##### RECORDS SUPPLIED
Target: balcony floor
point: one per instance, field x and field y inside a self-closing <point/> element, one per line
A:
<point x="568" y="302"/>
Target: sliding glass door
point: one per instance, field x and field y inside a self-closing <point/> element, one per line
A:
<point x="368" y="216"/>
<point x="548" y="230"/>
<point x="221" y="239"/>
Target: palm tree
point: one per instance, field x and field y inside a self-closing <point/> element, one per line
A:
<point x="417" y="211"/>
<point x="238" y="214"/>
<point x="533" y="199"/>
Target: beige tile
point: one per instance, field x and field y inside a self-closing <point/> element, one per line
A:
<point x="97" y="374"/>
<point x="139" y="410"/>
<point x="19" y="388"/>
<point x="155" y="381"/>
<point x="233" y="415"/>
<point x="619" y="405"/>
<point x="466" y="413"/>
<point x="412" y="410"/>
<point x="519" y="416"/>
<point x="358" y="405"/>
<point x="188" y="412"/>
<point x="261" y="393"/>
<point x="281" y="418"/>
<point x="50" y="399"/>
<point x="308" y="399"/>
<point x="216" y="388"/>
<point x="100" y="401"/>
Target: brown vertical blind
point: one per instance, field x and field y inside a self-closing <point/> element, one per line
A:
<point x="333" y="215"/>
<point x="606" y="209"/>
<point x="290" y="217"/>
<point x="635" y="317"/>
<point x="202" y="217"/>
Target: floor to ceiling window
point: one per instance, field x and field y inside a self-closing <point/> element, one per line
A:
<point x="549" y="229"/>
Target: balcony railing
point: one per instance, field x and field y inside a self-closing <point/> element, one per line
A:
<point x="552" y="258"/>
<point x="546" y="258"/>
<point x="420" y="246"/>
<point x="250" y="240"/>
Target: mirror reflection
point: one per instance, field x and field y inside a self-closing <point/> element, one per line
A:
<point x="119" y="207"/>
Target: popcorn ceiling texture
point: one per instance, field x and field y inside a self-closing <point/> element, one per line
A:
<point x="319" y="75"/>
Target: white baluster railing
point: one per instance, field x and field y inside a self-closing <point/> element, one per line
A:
##########
> AIM: Return all of the items above unchanged, character for character.

> RESPONSE TO THE TASK:
Target: balcony floor
point: one per instance, field x and field y inside a self-closing <point/> element, one per line
A:
<point x="568" y="302"/>
Target: sliding glass door
point: one per instance, field x and field y inside a self-closing <point/> element, one per line
A:
<point x="368" y="216"/>
<point x="548" y="230"/>
<point x="221" y="239"/>
Target: palm tree
point: one per instance, field x and field y inside a self-closing <point/> element, one per line
A:
<point x="417" y="211"/>
<point x="238" y="214"/>
<point x="533" y="199"/>
Target: beige tile
point: one per instance, field x and field y inside a self-closing <point/> element, one per line
A:
<point x="97" y="374"/>
<point x="139" y="410"/>
<point x="19" y="388"/>
<point x="155" y="381"/>
<point x="233" y="415"/>
<point x="619" y="405"/>
<point x="466" y="413"/>
<point x="412" y="410"/>
<point x="519" y="416"/>
<point x="358" y="405"/>
<point x="188" y="412"/>
<point x="261" y="393"/>
<point x="281" y="418"/>
<point x="50" y="399"/>
<point x="308" y="399"/>
<point x="216" y="388"/>
<point x="100" y="401"/>
Target: brown vertical blind
point: one per instance, field x and field y inside a self-closing <point/> element, one per line
A:
<point x="333" y="215"/>
<point x="606" y="209"/>
<point x="290" y="217"/>
<point x="635" y="317"/>
<point x="202" y="217"/>
Target: floor to ceiling window
point: one per instance, field x and field y inside a self-closing <point/> element, one per line
A:
<point x="549" y="229"/>
Target: balcony railing
point: one per instance, field x and field y inside a self-closing <point/> element, one per line
A:
<point x="552" y="258"/>
<point x="546" y="258"/>
<point x="420" y="246"/>
<point x="250" y="240"/>
Target: mirror reflection
point: one per instance, field x and field y inside a self-closing <point/> element, one per line
A:
<point x="119" y="207"/>
Target: popcorn ceiling texture
point: one per instance, field x and field y inside a self-closing <point/> element, one per line
A:
<point x="319" y="75"/>
Target: white baluster railing
point: one per instance, field x and field y inside a self-closing <point/> element, one per line
A:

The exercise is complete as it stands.